**Input records**
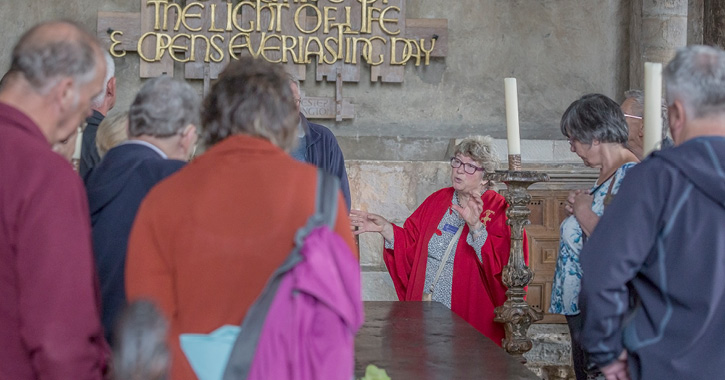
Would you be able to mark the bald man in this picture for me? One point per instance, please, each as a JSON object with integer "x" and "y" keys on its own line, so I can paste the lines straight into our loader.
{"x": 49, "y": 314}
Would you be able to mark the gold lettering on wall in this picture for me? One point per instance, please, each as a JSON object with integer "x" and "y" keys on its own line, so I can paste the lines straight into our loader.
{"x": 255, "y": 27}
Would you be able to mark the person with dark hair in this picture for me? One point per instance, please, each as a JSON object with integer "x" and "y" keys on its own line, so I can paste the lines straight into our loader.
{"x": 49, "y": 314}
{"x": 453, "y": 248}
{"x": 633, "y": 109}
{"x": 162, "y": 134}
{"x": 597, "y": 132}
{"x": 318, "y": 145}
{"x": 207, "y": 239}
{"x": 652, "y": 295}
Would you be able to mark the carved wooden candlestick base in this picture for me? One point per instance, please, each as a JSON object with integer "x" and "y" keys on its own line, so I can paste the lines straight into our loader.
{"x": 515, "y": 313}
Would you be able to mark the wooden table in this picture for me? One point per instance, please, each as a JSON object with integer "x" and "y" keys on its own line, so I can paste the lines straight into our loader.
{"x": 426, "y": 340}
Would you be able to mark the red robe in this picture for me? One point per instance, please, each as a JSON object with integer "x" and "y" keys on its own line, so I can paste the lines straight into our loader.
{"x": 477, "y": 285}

**What to work on**
Reproduce the listing above verbatim, beginning with the line containing "Would you be able to mark the carved" and continuing up to and including its final line.

**Response for this exercise**
Would you be able to mark the carved wooden candlestick base in this picture for me? One point per instance, please, each as a JSON object with integer "x" and "y" keys on its own line, so I can paste the lines straight into our loader.
{"x": 515, "y": 313}
Would you be able to mark the wooden table in this picture for me? One point per instance, please, each as a JSON object with integer "x" and "y" keys on its own line, so I can paste the lines straight into our loader.
{"x": 426, "y": 340}
Would you be able to mark the red robe in this picture for me? One point per instance, please, each as a JSON object with integer "x" and "y" keys on its own line, so I can paste the lines straight into our loader.
{"x": 477, "y": 285}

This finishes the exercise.